Work out how many lines of the listing hold the string "window", then answer with that number and nothing else.

:: Given records ::

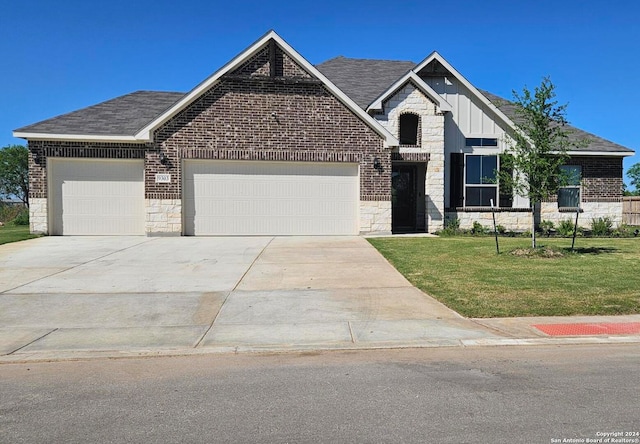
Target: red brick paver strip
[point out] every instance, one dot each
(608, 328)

:::
:: Given records ::

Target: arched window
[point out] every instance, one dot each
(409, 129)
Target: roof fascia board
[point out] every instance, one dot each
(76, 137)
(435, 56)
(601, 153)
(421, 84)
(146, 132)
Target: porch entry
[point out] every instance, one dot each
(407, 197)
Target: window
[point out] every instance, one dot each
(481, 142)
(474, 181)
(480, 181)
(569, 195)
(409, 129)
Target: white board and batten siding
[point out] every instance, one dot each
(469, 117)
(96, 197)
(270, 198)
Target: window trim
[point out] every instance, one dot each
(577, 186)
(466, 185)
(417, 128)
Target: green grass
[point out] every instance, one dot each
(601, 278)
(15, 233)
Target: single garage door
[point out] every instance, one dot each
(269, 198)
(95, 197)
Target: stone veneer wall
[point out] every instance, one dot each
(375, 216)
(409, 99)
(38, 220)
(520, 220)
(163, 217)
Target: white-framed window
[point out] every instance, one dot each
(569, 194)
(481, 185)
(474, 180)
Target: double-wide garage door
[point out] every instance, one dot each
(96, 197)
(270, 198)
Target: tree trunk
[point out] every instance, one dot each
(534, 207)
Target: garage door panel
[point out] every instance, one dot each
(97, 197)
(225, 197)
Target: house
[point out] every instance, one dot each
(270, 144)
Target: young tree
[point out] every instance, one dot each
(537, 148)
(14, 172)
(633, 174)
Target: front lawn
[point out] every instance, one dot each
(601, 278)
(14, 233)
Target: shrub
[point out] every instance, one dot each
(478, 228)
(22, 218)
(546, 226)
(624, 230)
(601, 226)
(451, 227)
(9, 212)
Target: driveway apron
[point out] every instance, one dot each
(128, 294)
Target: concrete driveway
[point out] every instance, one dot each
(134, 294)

:::

§ **Answer for this exercise**:
4